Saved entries
►

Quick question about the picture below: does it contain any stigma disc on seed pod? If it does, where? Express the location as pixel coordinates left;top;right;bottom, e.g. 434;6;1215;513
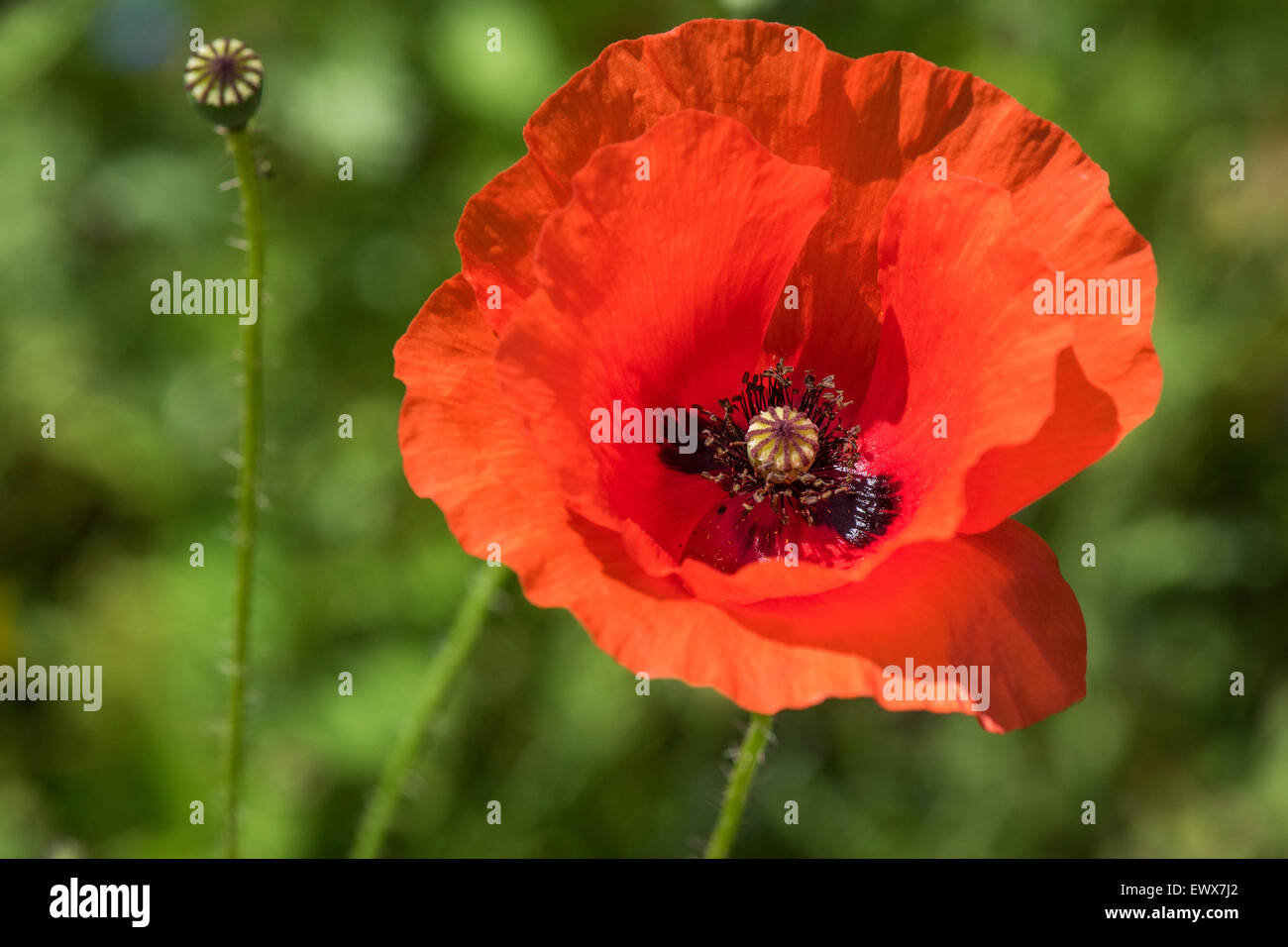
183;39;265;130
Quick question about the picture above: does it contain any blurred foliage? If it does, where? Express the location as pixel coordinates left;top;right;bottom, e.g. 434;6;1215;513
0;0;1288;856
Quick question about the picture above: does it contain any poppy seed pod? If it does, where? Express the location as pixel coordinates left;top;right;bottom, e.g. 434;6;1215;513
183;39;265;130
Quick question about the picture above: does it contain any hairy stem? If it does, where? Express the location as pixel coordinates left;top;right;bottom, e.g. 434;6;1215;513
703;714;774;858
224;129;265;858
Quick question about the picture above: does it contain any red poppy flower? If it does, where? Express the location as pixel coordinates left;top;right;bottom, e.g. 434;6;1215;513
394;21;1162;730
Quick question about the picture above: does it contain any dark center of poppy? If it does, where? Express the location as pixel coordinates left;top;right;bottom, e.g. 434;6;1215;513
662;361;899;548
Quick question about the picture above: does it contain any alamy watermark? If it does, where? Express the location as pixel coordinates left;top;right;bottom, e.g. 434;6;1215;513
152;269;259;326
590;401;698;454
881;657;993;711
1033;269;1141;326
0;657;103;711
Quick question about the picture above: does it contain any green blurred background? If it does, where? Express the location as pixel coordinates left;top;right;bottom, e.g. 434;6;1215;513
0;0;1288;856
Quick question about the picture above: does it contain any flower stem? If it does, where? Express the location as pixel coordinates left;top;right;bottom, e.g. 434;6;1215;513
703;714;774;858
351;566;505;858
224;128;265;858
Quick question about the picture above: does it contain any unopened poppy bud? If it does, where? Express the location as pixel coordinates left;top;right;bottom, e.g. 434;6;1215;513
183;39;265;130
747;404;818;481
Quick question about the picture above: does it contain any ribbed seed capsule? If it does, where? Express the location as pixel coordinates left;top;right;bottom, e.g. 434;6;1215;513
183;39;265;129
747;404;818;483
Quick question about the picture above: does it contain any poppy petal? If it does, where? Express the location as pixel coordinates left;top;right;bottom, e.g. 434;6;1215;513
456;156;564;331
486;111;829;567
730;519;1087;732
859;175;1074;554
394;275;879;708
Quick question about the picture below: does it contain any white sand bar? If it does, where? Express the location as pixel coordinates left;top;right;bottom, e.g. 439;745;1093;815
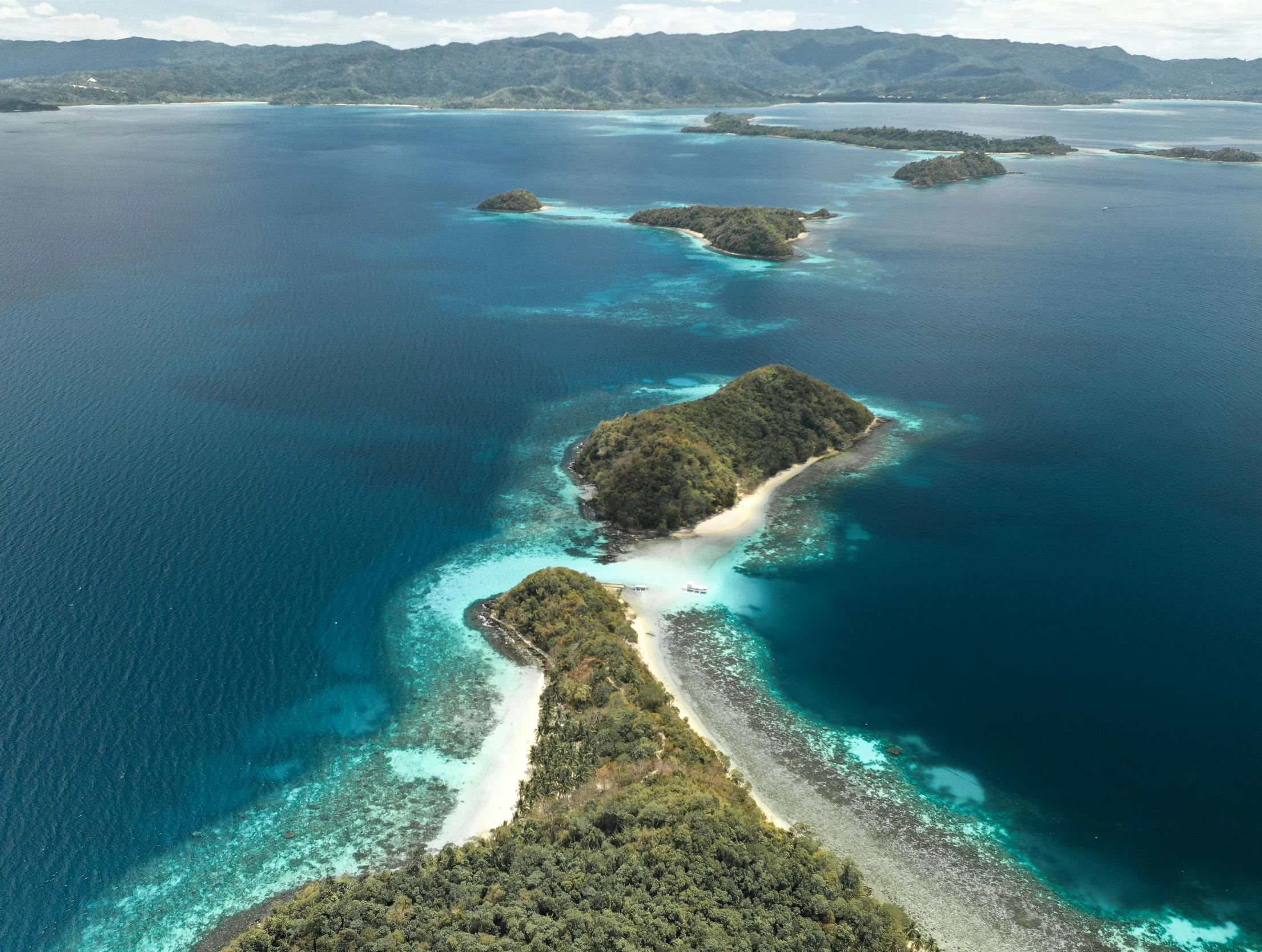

◄

__THE TASK__
Lay out every line of the material above as a numbered list, omitting blank lines. Exclude the pictures from the list.

__EXERCISE SOLUTION__
1. Quick question about the picture below: does it contain any stigma disc on seed pod? If it does, where? Express the location as pixel coordinates left;top;right;bottom, e.g. 434;6;1215;513
2. 183;39;265;130
3. Quick question about the picture above: does it contain any blurred foliage? If it does, where? Express the location as pixel coordinates left;top;right;bottom, e.g. 434;6;1215;513
4. 0;0;1288;856
5. Quick question about the picture above: does it contain any poppy seed pod? If it does, where? Express the location as pixel coordinates left;top;right;bottom, e.g. 434;6;1215;513
6. 183;39;265;130
7. Quick question about the picture above: does it contain any hairy stem? If it does, where? Express the location as pixel coordinates left;top;right;bottom, e.g. 434;6;1215;513
8. 703;714;774;858
9. 224;129;265;858
10. Quick question about the picture above: does it contain any red poppy flower? If it does, where? Express the location as pixel coordinates left;top;right;bottom, e.g. 434;6;1215;513
11. 394;21;1162;730
12. Quick question about the picture above: does it contain any dark center of poppy? If it does, where? Express the location as pixel coordinates left;top;right;bottom, e.g. 434;6;1215;513
13. 662;361;899;548
14. Quick question about the picture above: does it contain any alamy watermark? If it does, where? Express the location as pixel coordinates left;top;right;bottom, e.g. 434;6;1215;513
15. 152;269;259;326
16. 590;401;698;454
17. 881;657;993;711
18. 1033;269;1141;326
19. 0;657;103;711
20. Quick question about the picture above: does it contain any green blurred background? If it does, where? Express the location as pixel coordinates left;top;right;bottom, e.g. 434;6;1215;513
21. 0;0;1288;856
22. Quick question about the picture above: does it contain any flower stem? If it does, where? Express the location as pixel coordinates left;top;right;bottom, e.g. 434;6;1215;513
23. 703;714;774;858
24. 351;566;505;858
25. 224;128;265;858
26. Quick question about the picture above: does it contain any unopened poppy bud? If it does, where? Express the location as pixel coordinates left;top;right;bottom, e.g. 434;6;1215;513
27. 183;39;265;130
28. 747;404;818;481
29. Quick question about the picture above: does it contain any ribbed seed capsule? If it does, where? Express the location as pixel coordinates left;top;right;bottom, e.g. 434;6;1215;513
30. 183;39;265;129
31. 747;404;818;483
32. Quick question about the picture above: does it contain any poppy petal? If it does, where? Express the location as pixel coordinates left;top;right;bottom, e.g. 434;6;1215;513
33. 456;156;564;331
34. 486;111;829;567
35. 730;519;1087;732
36. 859;175;1074;554
37. 394;275;879;708
38. Quick question about the picture below: does it contain any white sand bar? If it does, where? Express the location as pixel coordinates left;top;right;bottom, e.g. 439;745;1093;815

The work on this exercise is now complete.